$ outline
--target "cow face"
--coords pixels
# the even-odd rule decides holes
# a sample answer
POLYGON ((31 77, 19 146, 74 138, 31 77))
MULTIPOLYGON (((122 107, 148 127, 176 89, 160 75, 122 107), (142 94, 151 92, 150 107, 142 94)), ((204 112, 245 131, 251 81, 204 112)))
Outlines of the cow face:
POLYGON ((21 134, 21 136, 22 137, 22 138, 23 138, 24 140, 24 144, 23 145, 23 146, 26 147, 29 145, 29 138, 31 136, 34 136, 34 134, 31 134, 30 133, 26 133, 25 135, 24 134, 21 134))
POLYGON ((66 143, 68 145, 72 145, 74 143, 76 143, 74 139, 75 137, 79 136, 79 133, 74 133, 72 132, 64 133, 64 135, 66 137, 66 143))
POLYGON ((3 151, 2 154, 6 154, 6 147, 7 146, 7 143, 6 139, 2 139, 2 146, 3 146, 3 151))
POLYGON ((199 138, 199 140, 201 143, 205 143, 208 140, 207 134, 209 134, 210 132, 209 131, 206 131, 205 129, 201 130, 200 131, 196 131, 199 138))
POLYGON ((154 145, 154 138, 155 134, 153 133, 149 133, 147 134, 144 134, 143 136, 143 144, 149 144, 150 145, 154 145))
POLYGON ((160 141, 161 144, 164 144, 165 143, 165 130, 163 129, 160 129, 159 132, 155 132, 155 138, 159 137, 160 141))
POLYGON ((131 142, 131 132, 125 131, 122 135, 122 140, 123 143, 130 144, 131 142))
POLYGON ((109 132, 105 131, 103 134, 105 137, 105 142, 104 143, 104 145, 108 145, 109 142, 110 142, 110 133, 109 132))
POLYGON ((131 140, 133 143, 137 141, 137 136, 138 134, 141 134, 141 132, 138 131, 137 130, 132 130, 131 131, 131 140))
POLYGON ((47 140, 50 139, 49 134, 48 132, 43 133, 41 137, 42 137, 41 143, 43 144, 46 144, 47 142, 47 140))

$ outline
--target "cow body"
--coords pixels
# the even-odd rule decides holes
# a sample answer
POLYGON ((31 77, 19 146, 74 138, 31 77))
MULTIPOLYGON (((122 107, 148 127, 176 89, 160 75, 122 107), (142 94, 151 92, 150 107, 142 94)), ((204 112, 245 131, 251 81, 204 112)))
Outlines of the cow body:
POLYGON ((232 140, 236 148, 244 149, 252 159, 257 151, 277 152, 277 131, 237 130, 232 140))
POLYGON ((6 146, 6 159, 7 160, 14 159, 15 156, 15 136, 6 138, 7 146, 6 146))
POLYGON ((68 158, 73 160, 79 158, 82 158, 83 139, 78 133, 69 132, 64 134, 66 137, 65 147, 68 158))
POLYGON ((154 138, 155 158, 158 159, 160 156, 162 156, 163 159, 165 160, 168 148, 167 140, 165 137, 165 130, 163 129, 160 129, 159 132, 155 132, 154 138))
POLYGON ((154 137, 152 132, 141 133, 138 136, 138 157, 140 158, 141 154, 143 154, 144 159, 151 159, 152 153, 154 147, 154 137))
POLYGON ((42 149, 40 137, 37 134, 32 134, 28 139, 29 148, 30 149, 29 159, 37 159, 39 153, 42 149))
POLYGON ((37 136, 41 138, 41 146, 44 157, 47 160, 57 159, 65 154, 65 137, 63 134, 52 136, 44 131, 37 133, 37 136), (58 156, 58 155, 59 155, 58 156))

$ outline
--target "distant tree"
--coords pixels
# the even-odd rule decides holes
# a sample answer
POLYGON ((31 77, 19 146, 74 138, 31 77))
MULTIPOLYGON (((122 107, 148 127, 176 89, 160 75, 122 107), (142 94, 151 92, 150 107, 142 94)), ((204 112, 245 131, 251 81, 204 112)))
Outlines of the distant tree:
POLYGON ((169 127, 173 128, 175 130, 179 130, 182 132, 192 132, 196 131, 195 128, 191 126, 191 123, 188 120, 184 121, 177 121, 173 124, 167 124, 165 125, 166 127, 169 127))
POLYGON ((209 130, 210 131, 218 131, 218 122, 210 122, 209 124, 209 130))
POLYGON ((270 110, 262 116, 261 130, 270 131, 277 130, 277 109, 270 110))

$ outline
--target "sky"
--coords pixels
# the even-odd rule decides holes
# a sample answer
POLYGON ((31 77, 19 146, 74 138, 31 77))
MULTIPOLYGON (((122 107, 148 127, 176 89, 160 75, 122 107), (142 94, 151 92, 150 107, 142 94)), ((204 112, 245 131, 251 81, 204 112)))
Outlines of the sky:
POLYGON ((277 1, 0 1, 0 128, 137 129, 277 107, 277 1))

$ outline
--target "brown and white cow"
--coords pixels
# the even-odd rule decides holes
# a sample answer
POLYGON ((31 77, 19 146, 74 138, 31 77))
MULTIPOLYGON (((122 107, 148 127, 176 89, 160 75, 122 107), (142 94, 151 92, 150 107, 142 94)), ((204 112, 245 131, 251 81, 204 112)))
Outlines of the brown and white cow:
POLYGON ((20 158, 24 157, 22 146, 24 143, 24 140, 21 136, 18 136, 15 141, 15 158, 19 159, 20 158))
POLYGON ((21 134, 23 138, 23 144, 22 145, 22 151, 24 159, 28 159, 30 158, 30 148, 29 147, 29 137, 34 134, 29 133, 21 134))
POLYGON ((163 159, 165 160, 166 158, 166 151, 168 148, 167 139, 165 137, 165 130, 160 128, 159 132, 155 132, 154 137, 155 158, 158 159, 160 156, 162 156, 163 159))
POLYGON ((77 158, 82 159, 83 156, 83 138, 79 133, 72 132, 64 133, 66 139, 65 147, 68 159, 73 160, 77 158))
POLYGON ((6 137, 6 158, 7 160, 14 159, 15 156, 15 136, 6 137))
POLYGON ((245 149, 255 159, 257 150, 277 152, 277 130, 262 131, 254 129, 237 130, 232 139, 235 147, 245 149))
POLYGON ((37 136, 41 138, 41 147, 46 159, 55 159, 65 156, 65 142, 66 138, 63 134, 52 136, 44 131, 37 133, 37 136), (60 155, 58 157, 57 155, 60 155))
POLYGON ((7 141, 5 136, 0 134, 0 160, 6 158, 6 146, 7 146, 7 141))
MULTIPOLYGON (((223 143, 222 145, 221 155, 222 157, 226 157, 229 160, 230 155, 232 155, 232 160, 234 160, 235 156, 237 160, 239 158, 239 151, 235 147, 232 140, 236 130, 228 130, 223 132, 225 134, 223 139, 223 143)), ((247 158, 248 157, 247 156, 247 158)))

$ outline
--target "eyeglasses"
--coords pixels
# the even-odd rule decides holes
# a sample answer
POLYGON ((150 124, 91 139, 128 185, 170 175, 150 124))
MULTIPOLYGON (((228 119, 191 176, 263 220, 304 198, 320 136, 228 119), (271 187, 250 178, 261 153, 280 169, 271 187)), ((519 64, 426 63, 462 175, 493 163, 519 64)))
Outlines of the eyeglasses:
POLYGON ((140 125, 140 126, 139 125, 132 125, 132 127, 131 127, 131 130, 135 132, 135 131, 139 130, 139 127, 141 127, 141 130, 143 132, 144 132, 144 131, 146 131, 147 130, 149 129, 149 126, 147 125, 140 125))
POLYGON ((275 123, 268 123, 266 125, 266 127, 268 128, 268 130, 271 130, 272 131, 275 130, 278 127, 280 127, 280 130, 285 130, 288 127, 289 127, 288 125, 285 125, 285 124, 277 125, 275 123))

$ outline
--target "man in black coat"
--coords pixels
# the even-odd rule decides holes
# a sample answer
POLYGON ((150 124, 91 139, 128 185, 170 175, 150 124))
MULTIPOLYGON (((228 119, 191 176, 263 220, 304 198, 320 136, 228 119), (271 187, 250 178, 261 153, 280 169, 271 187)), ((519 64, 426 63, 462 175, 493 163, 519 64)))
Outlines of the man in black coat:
****************
Request: Can you arrange the material above as a Markdown table with the columns Row and Content, numbering each line and leaving out blank ones? Begin at the first line of the material and stop after the line that contains "POLYGON ((47 140, 50".

Correct result:
| Row | Content |
|---|---|
| 1 | $ outline |
| 2 | --target "cow face" |
| 3 | --coords pixels |
| 4 | # the even-odd rule decides holes |
| 5 | # a sample answer |
| 6 | POLYGON ((31 77, 19 146, 74 138, 31 77)) |
| 7 | MULTIPOLYGON (((122 107, 148 127, 176 89, 160 75, 122 107), (142 94, 151 92, 150 107, 142 94)), ((204 112, 245 131, 251 81, 204 112))) |
| 8 | Outlines of the cow face: |
| 9 | POLYGON ((21 134, 21 136, 22 137, 22 138, 23 138, 24 140, 24 144, 23 145, 23 146, 26 147, 29 145, 29 138, 31 136, 34 136, 34 134, 31 134, 30 133, 26 133, 25 135, 24 134, 21 134)) |
| 10 | POLYGON ((66 143, 68 145, 72 145, 74 143, 76 143, 74 139, 75 137, 79 136, 79 133, 74 133, 72 132, 64 133, 64 135, 66 137, 66 143)) |
| 11 | POLYGON ((3 151, 2 154, 6 154, 6 147, 7 146, 7 143, 6 139, 2 139, 2 146, 3 146, 3 151)) |
| 12 | POLYGON ((199 138, 199 140, 201 143, 205 143, 208 140, 207 134, 209 134, 210 132, 209 131, 206 131, 205 129, 201 130, 200 131, 196 131, 199 138)) |
| 13 | POLYGON ((154 145, 154 138, 155 134, 153 133, 149 133, 147 134, 144 134, 143 136, 143 144, 149 144, 150 145, 154 145)) |
| 14 | POLYGON ((160 141, 161 144, 164 144, 165 143, 165 130, 163 129, 160 129, 159 132, 155 132, 155 138, 159 137, 160 141)) |
| 15 | POLYGON ((131 142, 131 132, 125 131, 122 135, 122 140, 123 143, 130 144, 131 142)) |
| 16 | POLYGON ((109 132, 105 131, 103 134, 105 137, 105 142, 104 143, 104 145, 108 145, 109 142, 110 142, 110 133, 109 132)) |
| 17 | POLYGON ((131 140, 133 143, 137 141, 137 136, 138 134, 141 134, 141 132, 138 131, 137 130, 132 130, 131 131, 131 140)) |
| 18 | POLYGON ((47 140, 50 139, 49 134, 48 132, 43 133, 41 137, 42 137, 41 143, 43 144, 46 144, 47 142, 47 140)) |